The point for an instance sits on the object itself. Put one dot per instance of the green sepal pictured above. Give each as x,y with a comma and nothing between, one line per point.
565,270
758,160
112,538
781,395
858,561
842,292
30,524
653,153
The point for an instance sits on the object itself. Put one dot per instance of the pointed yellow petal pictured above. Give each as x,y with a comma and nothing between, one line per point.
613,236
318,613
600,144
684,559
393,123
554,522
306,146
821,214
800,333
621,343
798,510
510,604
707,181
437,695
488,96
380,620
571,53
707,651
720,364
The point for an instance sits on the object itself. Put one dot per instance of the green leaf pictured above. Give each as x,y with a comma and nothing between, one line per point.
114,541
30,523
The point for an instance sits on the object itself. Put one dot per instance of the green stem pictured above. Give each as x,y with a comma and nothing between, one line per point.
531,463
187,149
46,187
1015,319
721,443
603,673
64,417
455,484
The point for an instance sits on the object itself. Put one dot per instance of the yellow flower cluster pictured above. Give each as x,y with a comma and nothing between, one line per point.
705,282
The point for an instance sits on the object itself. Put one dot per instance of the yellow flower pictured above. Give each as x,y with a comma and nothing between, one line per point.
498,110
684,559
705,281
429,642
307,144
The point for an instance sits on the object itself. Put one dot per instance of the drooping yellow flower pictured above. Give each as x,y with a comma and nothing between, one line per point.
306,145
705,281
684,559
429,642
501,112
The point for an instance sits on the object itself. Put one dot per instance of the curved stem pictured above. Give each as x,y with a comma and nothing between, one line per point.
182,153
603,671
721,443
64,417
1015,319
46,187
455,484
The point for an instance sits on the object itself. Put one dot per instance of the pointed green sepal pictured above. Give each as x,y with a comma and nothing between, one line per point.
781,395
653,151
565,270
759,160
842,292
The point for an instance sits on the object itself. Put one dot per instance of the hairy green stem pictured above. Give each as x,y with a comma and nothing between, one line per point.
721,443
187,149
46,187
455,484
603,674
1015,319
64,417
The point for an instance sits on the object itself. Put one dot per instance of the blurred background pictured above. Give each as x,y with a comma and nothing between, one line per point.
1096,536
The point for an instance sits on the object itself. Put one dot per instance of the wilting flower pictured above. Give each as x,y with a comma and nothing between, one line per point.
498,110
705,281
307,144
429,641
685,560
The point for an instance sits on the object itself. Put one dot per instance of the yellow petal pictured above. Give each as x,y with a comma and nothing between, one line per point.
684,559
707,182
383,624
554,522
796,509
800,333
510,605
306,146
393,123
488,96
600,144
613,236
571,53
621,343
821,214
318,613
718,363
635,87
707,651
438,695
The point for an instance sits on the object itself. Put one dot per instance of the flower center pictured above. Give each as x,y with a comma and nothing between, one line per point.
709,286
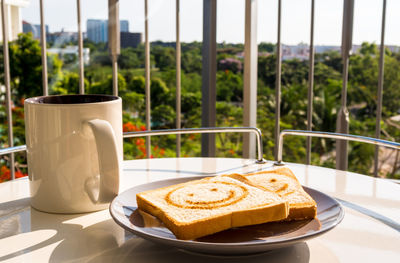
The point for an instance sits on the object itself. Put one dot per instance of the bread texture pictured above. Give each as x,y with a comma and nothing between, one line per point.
283,182
206,206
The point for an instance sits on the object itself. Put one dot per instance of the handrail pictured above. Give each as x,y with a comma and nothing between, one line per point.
254,130
332,135
14,149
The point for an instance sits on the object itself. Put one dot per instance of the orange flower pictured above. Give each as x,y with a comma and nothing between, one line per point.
19,174
5,174
128,127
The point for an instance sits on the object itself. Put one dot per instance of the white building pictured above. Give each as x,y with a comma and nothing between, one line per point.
13,13
71,50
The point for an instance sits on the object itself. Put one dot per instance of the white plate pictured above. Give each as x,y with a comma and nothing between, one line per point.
242,240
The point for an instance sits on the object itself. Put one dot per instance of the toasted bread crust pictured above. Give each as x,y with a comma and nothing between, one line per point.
297,211
197,228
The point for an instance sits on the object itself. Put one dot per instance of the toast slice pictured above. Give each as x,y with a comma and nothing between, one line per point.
283,182
203,207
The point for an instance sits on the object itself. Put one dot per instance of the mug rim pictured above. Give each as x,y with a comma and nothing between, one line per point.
39,100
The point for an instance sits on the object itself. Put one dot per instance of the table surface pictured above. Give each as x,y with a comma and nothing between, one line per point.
369,232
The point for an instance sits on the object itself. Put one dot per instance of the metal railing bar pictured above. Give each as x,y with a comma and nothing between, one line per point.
6,61
278,81
13,149
44,50
80,50
114,40
178,79
209,75
343,114
253,130
331,135
250,75
147,76
310,94
380,89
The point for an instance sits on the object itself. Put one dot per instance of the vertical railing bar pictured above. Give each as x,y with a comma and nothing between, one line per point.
44,49
114,61
250,76
178,79
343,114
6,61
147,77
80,50
114,40
278,81
380,88
310,83
209,75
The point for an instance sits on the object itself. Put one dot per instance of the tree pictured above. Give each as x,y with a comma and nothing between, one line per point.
26,67
106,87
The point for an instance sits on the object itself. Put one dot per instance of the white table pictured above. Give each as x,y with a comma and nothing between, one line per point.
369,232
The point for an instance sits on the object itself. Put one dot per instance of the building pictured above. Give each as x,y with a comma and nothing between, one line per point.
34,29
97,29
71,50
129,39
13,9
124,26
60,38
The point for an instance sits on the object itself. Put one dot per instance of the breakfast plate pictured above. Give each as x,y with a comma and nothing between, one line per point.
241,240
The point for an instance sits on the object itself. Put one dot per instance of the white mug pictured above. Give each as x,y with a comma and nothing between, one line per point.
74,150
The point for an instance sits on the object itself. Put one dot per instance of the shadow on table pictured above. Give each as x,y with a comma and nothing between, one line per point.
140,250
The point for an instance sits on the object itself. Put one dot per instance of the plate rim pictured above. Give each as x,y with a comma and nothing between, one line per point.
292,240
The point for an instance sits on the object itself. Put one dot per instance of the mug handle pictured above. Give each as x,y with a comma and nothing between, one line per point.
109,166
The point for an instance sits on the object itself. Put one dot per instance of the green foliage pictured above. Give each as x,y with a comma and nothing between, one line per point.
229,86
68,84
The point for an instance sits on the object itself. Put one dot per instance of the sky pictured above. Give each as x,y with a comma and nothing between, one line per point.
230,19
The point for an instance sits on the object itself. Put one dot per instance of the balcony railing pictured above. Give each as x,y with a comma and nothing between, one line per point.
209,75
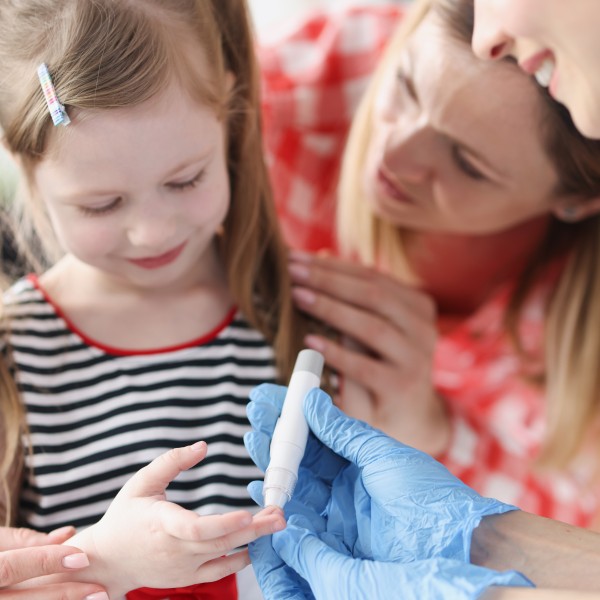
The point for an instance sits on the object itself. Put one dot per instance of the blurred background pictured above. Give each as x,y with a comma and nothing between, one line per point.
271,17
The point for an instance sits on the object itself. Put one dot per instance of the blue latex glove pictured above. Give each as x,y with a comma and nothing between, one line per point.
406,501
332,574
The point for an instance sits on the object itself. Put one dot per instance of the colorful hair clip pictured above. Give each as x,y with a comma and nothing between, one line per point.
57,110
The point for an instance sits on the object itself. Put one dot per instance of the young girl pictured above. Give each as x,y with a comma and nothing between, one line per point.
477,201
167,297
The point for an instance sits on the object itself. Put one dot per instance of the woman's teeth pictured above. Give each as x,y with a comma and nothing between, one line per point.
544,74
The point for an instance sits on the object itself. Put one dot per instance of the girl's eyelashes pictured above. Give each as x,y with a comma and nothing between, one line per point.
113,204
190,183
95,211
465,166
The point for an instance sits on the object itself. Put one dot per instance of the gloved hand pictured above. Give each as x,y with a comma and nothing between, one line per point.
331,573
391,494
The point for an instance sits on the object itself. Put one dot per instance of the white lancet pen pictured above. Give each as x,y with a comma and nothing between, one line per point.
291,431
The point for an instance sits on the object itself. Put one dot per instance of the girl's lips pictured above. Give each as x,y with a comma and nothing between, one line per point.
533,63
390,188
155,262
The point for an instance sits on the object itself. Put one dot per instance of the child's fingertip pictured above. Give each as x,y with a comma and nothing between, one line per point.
198,446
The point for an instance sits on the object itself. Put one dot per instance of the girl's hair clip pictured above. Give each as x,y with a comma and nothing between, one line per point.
57,110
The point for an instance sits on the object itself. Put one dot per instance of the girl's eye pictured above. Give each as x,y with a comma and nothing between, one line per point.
465,166
191,183
95,211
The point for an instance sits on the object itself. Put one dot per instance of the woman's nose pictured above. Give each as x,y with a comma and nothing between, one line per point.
408,154
489,40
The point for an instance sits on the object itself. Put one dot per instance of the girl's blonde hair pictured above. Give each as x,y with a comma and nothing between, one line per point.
572,326
105,54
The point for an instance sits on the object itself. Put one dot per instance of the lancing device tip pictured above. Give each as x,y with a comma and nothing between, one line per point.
291,431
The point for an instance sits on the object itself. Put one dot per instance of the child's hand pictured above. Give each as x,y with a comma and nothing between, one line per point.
385,353
145,541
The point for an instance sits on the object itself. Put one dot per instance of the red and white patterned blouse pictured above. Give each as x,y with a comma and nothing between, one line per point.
312,83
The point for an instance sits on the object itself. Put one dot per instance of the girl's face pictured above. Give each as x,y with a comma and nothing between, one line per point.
556,39
455,144
139,193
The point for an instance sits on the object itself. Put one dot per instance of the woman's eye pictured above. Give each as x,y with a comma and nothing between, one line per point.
465,166
406,83
190,183
101,210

::::

Put the rows, starting at the line containing "the girl's blonde" and ending at the last row (both inclusive), into a two-column CSV with headers instruction and points. Write one CSV line per row, quote each field, and replace line breaks inside a field with spaces.

instruction,points
"The point for an instance sits on the object itself. Put one dot per instance of the girl's blonde hair pictured above. Give each as x,y with a comma and nothing between, one line per point.","572,326 105,54"
"The point for an instance sits on the object itself. Put one dot per instance of the lancing device tip pictured above. Give each as x,y with a comma and nothing between, one line per point.","291,431"
"The point for an instance sits on the object itself. Put one dot per instance of the child's hand pictured above. Give each as x,y with a comma and nothing between, one line per point.","385,353 145,541"
"The point for an instance sits on the object itself. Put one dot per instance of the red and white patterned blouse pictured above. Give each as x,y with a comma and nothing between, one line per point.","312,83"
"The point for an instance sits on the object itself. Put one dot per instance of the girl's face pictured above. Give each as x,y with a comma and nothing between, one line per point.","556,39 455,144 139,193"
"The point for an instance sits on the object itself. Put one dot per instance of the woman's eye pictured above. Give each as x,y with a comma and nothing between, one line per point.","465,166 406,83 190,183 101,210"